Your objective>
Filter these records by the string "rocky", copying each line that holds it.
____ Task data
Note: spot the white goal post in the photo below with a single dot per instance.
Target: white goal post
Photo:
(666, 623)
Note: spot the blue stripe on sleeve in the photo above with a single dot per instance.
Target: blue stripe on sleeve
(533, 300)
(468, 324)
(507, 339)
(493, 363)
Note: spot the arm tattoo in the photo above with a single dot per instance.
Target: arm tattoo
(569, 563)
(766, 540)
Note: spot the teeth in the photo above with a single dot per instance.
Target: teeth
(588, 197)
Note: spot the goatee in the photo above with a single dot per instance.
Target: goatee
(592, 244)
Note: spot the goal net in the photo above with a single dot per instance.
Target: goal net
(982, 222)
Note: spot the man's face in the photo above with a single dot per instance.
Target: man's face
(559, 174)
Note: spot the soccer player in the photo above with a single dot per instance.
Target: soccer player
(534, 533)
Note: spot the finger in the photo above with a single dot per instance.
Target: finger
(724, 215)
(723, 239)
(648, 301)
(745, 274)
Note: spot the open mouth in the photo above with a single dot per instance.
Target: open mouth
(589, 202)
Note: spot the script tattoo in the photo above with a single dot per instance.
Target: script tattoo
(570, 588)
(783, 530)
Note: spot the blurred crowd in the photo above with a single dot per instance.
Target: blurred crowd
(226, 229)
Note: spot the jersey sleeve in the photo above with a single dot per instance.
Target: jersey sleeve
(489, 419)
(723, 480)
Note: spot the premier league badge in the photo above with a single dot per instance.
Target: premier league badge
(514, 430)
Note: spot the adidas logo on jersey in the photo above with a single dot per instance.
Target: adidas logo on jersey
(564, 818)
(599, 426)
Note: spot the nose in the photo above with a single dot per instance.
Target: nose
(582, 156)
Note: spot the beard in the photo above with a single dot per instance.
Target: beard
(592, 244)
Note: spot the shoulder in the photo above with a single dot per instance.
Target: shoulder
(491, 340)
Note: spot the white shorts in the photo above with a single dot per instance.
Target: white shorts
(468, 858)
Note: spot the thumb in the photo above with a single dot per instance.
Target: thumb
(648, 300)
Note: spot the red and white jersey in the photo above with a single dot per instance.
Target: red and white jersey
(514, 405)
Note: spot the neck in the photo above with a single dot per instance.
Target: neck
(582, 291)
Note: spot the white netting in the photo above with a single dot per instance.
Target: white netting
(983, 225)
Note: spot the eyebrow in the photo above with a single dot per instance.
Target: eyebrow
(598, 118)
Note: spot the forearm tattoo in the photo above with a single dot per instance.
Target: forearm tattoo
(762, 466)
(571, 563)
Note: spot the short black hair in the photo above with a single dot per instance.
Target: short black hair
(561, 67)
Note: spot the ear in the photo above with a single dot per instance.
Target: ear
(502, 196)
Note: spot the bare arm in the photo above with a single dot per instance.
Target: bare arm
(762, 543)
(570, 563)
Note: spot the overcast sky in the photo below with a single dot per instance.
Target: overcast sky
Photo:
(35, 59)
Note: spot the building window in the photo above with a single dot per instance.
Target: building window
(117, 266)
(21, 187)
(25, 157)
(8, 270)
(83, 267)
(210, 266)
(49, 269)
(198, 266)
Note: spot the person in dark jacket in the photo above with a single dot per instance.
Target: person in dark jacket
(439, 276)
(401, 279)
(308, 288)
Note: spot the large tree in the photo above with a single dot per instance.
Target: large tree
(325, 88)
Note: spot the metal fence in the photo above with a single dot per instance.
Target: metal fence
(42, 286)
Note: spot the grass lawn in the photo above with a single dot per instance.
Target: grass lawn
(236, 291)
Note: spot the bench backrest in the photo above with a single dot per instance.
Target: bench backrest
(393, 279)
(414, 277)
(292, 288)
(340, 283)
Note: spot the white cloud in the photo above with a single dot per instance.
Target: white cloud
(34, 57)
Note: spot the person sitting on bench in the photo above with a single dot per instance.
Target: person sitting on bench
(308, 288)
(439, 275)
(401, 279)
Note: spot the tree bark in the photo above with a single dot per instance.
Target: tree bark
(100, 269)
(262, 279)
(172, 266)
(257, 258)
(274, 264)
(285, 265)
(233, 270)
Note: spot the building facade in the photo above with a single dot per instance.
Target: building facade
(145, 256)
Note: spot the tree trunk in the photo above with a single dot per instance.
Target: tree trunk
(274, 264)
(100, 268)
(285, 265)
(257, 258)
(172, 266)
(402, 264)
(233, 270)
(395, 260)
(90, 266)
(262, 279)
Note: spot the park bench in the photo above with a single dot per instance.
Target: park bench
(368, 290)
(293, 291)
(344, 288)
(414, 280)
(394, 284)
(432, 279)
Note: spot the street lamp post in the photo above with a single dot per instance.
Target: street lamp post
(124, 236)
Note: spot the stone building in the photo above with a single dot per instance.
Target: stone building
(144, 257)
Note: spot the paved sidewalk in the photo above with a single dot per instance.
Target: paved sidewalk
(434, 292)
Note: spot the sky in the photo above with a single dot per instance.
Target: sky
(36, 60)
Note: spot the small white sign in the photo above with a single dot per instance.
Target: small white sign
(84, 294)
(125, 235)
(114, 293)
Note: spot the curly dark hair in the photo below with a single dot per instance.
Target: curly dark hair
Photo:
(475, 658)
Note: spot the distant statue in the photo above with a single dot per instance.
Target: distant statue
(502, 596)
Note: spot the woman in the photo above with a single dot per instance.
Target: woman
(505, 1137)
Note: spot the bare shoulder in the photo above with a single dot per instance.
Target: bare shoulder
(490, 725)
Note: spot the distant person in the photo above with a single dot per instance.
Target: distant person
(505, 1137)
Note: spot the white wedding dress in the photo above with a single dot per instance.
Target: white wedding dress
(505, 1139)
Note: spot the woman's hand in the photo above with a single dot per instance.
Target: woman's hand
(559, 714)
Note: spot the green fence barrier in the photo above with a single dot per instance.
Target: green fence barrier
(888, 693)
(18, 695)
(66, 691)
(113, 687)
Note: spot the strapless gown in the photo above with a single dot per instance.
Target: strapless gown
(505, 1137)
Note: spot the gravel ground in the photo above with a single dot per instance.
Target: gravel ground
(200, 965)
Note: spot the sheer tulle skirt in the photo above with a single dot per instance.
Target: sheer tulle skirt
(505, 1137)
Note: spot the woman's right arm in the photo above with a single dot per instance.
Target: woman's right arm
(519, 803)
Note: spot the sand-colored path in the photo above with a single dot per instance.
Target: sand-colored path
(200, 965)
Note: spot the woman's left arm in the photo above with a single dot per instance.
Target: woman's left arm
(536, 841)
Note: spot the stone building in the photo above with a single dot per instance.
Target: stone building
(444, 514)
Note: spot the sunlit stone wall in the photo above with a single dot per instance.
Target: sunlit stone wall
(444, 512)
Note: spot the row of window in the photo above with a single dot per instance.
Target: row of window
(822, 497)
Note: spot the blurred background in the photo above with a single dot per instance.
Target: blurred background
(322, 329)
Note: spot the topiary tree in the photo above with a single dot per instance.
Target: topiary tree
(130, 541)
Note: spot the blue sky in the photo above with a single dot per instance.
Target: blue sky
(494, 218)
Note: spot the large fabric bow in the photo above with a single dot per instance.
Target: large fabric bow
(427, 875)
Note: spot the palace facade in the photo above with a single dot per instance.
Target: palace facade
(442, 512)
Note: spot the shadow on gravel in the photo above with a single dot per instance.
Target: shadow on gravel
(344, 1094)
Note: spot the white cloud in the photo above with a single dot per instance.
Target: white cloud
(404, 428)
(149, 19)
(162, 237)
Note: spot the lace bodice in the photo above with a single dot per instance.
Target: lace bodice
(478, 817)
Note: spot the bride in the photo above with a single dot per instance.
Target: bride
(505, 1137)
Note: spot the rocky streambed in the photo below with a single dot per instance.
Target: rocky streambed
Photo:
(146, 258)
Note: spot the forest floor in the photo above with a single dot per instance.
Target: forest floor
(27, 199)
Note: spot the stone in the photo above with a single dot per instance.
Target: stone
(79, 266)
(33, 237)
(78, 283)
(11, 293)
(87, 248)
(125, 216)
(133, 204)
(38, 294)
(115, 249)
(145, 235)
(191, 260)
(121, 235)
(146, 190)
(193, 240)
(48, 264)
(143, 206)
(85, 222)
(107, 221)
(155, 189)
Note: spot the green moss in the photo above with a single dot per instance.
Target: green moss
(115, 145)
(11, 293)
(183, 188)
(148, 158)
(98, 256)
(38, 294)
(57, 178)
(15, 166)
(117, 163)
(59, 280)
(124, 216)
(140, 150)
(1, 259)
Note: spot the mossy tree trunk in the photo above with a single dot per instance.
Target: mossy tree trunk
________
Response>
Note: spot the rocky streambed in the photo below with a single dot per instance.
Target: rocky streambed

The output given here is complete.